Photo labels with boxes
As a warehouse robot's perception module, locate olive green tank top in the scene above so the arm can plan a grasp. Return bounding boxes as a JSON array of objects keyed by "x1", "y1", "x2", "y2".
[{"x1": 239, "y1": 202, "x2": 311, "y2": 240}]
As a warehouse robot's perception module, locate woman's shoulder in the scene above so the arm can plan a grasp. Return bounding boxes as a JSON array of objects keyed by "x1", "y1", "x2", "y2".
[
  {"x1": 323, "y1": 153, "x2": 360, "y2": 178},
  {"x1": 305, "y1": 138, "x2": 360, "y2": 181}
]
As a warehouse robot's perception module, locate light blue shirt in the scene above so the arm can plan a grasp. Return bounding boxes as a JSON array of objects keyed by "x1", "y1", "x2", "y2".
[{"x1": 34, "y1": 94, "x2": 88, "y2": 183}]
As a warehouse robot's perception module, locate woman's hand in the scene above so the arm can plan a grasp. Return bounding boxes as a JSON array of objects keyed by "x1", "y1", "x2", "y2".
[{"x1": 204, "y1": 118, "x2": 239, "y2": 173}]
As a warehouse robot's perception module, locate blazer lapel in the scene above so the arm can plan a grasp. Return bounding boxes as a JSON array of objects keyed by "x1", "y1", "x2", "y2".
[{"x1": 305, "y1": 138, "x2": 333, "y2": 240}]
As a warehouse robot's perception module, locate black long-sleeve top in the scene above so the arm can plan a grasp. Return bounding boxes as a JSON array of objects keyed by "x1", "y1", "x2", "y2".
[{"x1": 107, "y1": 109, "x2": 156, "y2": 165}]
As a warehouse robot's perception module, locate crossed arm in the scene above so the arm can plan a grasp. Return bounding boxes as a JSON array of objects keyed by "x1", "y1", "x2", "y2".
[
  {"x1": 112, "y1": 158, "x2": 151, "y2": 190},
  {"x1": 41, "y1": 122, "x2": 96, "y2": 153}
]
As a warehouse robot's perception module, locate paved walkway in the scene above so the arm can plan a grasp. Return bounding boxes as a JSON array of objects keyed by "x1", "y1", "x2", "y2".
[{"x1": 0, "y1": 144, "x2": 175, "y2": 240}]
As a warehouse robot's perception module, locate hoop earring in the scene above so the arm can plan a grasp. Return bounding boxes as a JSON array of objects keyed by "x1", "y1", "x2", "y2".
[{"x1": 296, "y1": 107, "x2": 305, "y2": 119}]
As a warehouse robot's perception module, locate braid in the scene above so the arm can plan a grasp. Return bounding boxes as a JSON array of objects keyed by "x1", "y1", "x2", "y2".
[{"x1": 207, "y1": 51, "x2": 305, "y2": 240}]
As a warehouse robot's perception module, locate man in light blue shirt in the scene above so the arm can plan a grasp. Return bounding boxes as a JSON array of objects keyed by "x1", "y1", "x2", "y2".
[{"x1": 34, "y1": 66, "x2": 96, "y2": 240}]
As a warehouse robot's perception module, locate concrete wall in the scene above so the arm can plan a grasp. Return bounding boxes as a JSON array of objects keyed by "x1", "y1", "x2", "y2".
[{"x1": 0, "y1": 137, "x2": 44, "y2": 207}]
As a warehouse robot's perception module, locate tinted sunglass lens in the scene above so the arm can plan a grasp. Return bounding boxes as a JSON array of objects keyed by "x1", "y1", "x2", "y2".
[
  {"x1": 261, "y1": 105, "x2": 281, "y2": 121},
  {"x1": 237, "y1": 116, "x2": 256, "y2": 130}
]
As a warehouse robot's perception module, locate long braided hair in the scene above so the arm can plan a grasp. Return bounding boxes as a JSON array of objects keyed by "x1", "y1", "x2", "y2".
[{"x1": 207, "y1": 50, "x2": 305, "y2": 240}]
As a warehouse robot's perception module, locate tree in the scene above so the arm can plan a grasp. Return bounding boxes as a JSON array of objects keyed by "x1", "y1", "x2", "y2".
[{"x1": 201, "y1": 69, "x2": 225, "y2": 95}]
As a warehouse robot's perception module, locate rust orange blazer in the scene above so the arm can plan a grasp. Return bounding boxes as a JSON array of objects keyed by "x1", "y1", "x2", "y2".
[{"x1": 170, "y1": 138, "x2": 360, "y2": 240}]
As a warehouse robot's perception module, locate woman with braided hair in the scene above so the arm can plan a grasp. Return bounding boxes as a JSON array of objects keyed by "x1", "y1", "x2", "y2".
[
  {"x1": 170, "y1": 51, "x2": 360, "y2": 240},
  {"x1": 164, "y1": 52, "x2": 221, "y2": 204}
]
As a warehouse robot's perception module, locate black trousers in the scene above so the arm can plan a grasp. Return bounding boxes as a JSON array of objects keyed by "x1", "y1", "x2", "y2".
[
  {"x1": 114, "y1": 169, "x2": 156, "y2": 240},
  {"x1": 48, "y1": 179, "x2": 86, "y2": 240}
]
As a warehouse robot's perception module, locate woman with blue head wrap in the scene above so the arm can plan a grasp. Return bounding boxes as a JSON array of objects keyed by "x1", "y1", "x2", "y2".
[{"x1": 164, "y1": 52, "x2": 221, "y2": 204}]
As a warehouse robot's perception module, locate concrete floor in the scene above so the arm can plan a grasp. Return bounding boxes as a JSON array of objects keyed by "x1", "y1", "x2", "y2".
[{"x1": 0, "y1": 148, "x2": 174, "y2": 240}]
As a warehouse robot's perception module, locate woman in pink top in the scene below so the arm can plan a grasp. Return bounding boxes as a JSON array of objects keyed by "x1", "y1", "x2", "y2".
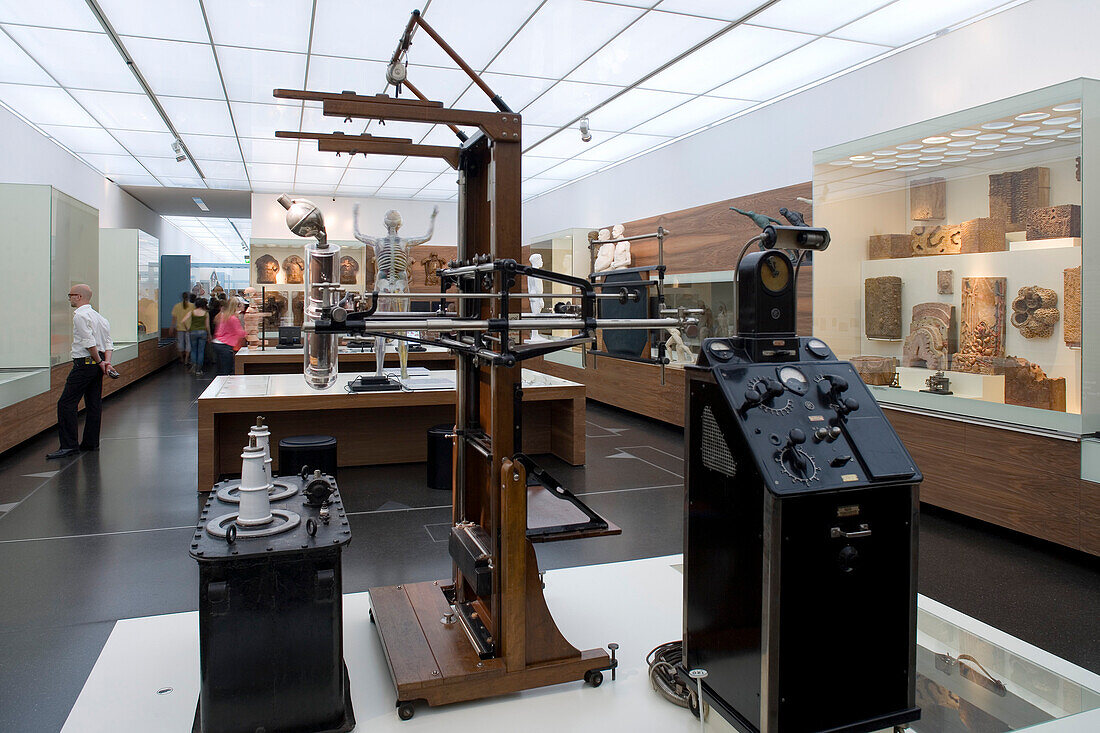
[{"x1": 211, "y1": 298, "x2": 245, "y2": 374}]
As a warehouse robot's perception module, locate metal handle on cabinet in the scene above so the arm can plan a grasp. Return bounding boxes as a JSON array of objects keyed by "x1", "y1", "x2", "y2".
[{"x1": 828, "y1": 524, "x2": 871, "y2": 539}]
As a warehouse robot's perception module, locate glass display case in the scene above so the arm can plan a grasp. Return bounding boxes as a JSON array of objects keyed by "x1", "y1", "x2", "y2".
[{"x1": 813, "y1": 79, "x2": 1100, "y2": 435}]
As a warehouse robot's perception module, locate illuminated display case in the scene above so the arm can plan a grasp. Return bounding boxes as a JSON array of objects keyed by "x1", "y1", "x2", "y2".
[{"x1": 813, "y1": 79, "x2": 1100, "y2": 435}]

What is needed
Give back every line exactly as it stands, pictures excluded.

The output
As a warehouse robot's perception module, locate olive green tank top in the scene above so the arm can plan a grasp. Return bounding boxes as a JSON array of objects keyed by "x1", "y1", "x2", "y2".
[{"x1": 239, "y1": 202, "x2": 311, "y2": 240}]
As a warehouse robot's perception module, locate woman's shoulder in the scene above so the arm can plan a grasp. Return bounding boxes as a JSON array of objects keyed by "x1", "y1", "x2", "y2".
[
  {"x1": 323, "y1": 153, "x2": 360, "y2": 178},
  {"x1": 305, "y1": 138, "x2": 360, "y2": 181}
]
As a warehouse robot's perception module, locate light blue shirt in the scene above so the arm can plan a grasp. Return bounding boxes as a JSON array of objects keyed by "x1", "y1", "x2", "y2".
[{"x1": 34, "y1": 94, "x2": 88, "y2": 183}]
As a warehouse robot's perception module, locate woman's hand in the scene above so the arm can plan a grasp. Return bounding boxes as a JSON array of objects keyed by "x1", "y1", "x2", "y2".
[{"x1": 204, "y1": 118, "x2": 239, "y2": 173}]
As a warehouse robot's perception module, locate blazer lapel in the scene above so the arm can plan a grasp. Return bounding boxes as a JSON array of objects keyed by "x1", "y1", "x2", "y2".
[{"x1": 305, "y1": 138, "x2": 333, "y2": 240}]
As a warehouse robot's perception module, locate black long-sleeve top in the scene above so the arm can plan a grasp. Return bounding boxes as a JSON array of objects keyed by "x1", "y1", "x2", "y2".
[{"x1": 107, "y1": 109, "x2": 156, "y2": 165}]
As a warehouse robot's perception module, locate crossed arm in the scene above so the arm can plan a grasp. Return bounding boxes as a JSON array of objects keyed by "x1", "y1", "x2", "y2".
[
  {"x1": 112, "y1": 158, "x2": 151, "y2": 190},
  {"x1": 41, "y1": 122, "x2": 96, "y2": 153}
]
As a warehouse robot's perception module, locate paved walkway in the scene above so the arm can plan a grasp. Return bounding boxes as a JSON array of objects keyed by "x1", "y1", "x2", "y2".
[{"x1": 0, "y1": 144, "x2": 175, "y2": 240}]
As a warehouse robot's perception module, locate hoop earring in the scene above so the arm can plan a grasp. Return bounding boxes as a JSON array of objects keyed by "x1", "y1", "x2", "y2".
[{"x1": 296, "y1": 107, "x2": 305, "y2": 119}]
As a warehouse robot's perception module, locate braid in the scene above so the arm can plan a grasp. Return bounding boxes as a JSON array of objects keyed by "x1", "y1", "x2", "y2".
[{"x1": 207, "y1": 51, "x2": 305, "y2": 240}]
As a warehouse robot's perception module, locate man in light blue shirt in the scene above so the arm can plan a grasp. Return bounding boxes as a JSON array of objects keyed by "x1", "y1", "x2", "y2".
[{"x1": 34, "y1": 66, "x2": 96, "y2": 240}]
As a warehouse robot's perception module, locate concrete wall in the scene above so the arm can plan a grasp. Return bounding boxes as a JSON array of objects keyed by "x1", "y1", "x2", "y2".
[{"x1": 0, "y1": 137, "x2": 44, "y2": 207}]
As a warehouse robot's perception module, locate tinted sunglass lens in the scene above so the arm can plan a grasp. Return bounding boxes as a JSON array of objects keyed by "x1", "y1", "x2", "y2".
[
  {"x1": 261, "y1": 105, "x2": 281, "y2": 121},
  {"x1": 237, "y1": 116, "x2": 256, "y2": 130}
]
As a warehouse robot's perception module, locate long braided hair in the scene above so the arm can plan a grasp. Return bounding boxes as a JSON array of objects keyed by "x1", "y1", "x2", "y2".
[{"x1": 207, "y1": 50, "x2": 305, "y2": 240}]
As a warehouse robot's perception module, locate tree in the scene above so the arm can plan a grasp. Return bounding boxes as a JSON array of objects keyed by "x1", "y1", "x2", "y2".
[{"x1": 201, "y1": 69, "x2": 225, "y2": 95}]
As a warehouse robot's perception module, locate rust orange blazer in the scene above so the arm can plan a grasp. Return bounding boxes as a JSON array of objects keyed by "x1", "y1", "x2", "y2".
[{"x1": 170, "y1": 138, "x2": 360, "y2": 240}]
As a warehouse robot's perception module, locate woman with braided hair in the scene above so the arm can plan a grasp. Return bounding boxes as a JSON array of objects keyed by "x1", "y1", "x2", "y2".
[
  {"x1": 170, "y1": 51, "x2": 360, "y2": 240},
  {"x1": 164, "y1": 52, "x2": 221, "y2": 204}
]
As a warehouse robot's perception module, locate black trousers in the scene above so the arm can plan a grasp. Return bounding boxes as a JSON array of objects keyed by "x1", "y1", "x2", "y2".
[
  {"x1": 114, "y1": 169, "x2": 156, "y2": 240},
  {"x1": 48, "y1": 179, "x2": 86, "y2": 240}
]
As a warehouse robot's perception module, locate woman with blue head wrap in the scene above so the arm can plan a grasp. Return bounding boxes as a JSON array of objects keyed by "x1", "y1", "x2", "y2".
[{"x1": 164, "y1": 52, "x2": 221, "y2": 204}]
As a warehouse robot's perception module, locate concrete floor in the scene above so the arm can plan a grasp. Return bounding boxes as a JSON array of objects keyed by "x1", "y1", "x2", "y2".
[{"x1": 0, "y1": 148, "x2": 174, "y2": 240}]
As a warehouse robot's perception module, locate woman in pink top in the scene below so the arm can plan a grasp. Return bounding boxes as a JSON array of objects keyed by "x1", "y1", "x2", "y2".
[{"x1": 211, "y1": 298, "x2": 245, "y2": 374}]
As a warehouse robot's perception module, locate metal handle on cabinet in the scene above so the arm can plan a grasp. Return bounding boxes as a JSON array of objects keyed by "x1", "y1", "x2", "y2".
[{"x1": 828, "y1": 524, "x2": 871, "y2": 539}]
As a warehouse robot's perception module, locate glass display case in the scene above so the arm can plan a grasp. Return bounding boxes as a JSON array of objects keyed by "x1", "y1", "x2", "y2".
[{"x1": 813, "y1": 79, "x2": 1100, "y2": 435}]
As a warehouse robot's perception module, locate illuminated display case in the scene above so the arm can plan a grasp. Return bounding boxes as a JSON array of objects keyed by "x1", "y1", "x2", "y2".
[{"x1": 813, "y1": 79, "x2": 1100, "y2": 435}]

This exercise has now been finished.